**GOAL 1:**
Translate this sentence from the 1985 Holy Cross football article into Spanish: "Leo Carlin, Ed Kutschke and Tom Patton were the team captains."

[start of EXCERPT]

- Conference: Independent
- Record: 4–6–1
- Head coach: Rick E. Carter (5th season);
- Defensive coordinator: Mark Duffner (5th season)
- Captains: Leo Carlin; Ed Kutschke; Tom Patton;
- Home stadium: Fitton Field

= 1985 Holy Cross Crusaders football team =

American college football season

The 1985 Holy Cross Crusaders football team was an American football team that represented the College of the Holy Cross during the 1985 NCAA Division I-AA football season.

In their fifth and final year under head coach Rick E. Carter, the Crusaders compiled an 4–6–1 record. Leo Carlin, Ed Kutschke and Tom Patton were the team captains.

The Crusaders were briefly ranked in the national top 20, claiming No. 20 in the poll released Oct. 8. They fell out of the rankings after that week, and were not ranked at season's end.

[end of EXCERPT]
[start of RAW DATA]

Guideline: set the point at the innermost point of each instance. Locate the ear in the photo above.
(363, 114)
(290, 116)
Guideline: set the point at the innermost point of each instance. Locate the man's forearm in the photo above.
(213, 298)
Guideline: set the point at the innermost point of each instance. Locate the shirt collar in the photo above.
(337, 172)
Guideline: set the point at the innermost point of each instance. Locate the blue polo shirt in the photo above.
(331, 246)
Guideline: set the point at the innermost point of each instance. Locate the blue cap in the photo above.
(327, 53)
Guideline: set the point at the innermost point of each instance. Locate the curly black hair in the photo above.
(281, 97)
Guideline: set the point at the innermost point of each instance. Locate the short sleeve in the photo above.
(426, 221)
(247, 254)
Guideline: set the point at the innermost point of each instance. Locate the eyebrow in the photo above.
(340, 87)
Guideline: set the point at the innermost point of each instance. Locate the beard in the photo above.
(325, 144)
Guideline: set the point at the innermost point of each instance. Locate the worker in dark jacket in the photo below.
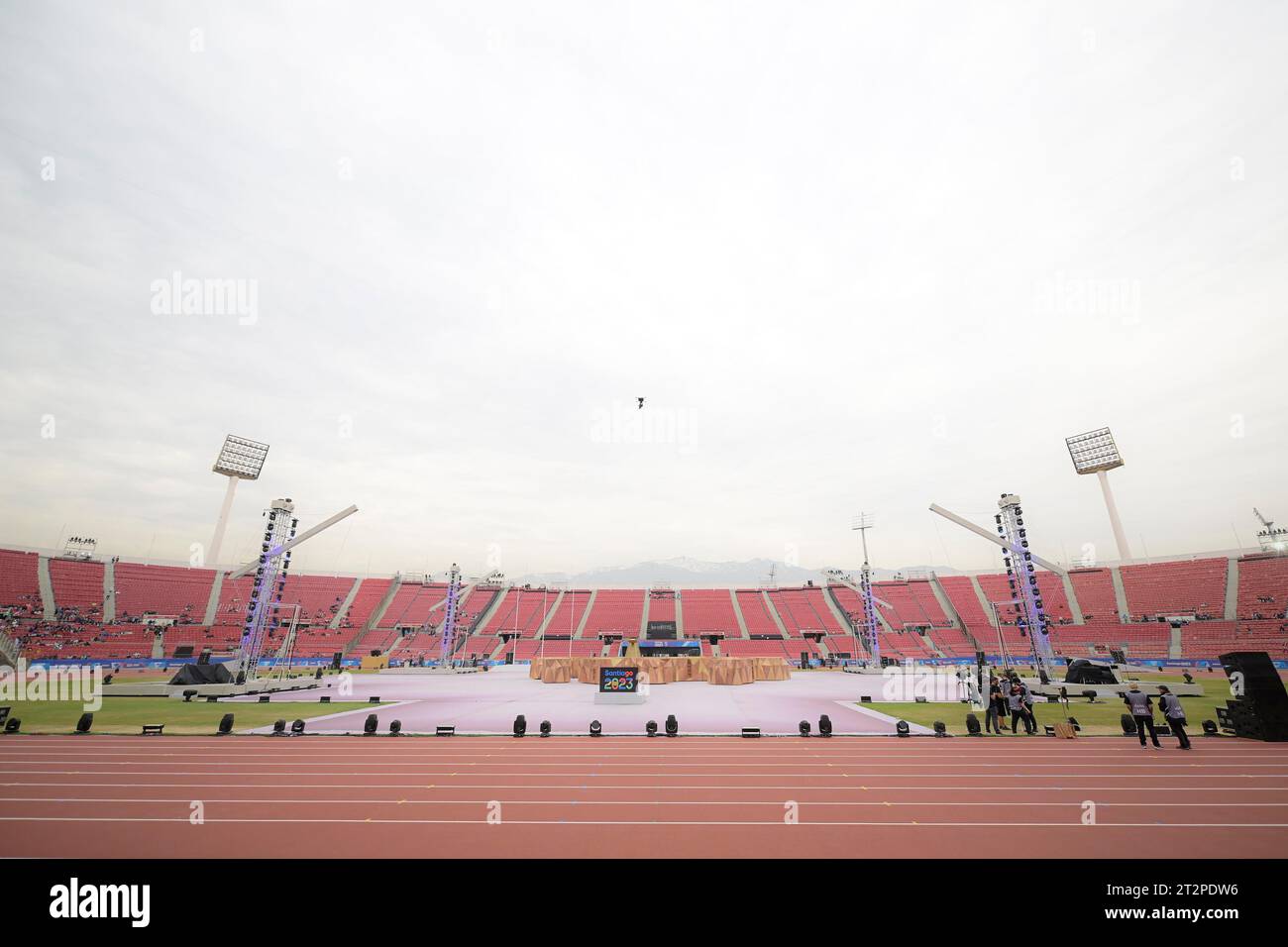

[end of RAW DATA]

**GOAL 2:**
Edit the records above by changing "innermost" to "central" wherever it occurs and keeping everything else as it is. Leave the pictures out of the answer.

**PROBLEM SOLUTION 1:**
Leo Carlin, Ed Kutschke y Tom Patton fueron los capitanes del equipo.

**PROBLEM SOLUTION 2:**
Guideline: set the point at the central point of each instance. Locate the ear in the photo above.
(363, 114)
(290, 116)
Guideline: set the point at the central point of each instance. Locate the man's forearm in the photo above.
(213, 298)
Guideline: set the point at the central point of each instance. Locate the shirt collar in the photo above.
(337, 172)
Guideline: set the point at the central point of each instance. Locate the blue polo shirt in the photo above.
(331, 246)
Guideline: set the point at the central point of each instance. Locate the blue cap in the photo above.
(327, 53)
Guideline: set the point at the central point of each instance. Locate the curly black hair in the photo above.
(281, 97)
Guideline: set the point at the central point of each instance. Locate the short sleeve in the photo above.
(426, 221)
(247, 254)
Guideline: set the point at the central point of each instance. Locate the eyebrow in the photo above.
(340, 87)
Guideline: set the point at the central point of each instance. Locate the beard in the photo above.
(325, 144)
Guideline: set the point at the central point of each instance. Locate the worker in dark jacket in the photo below.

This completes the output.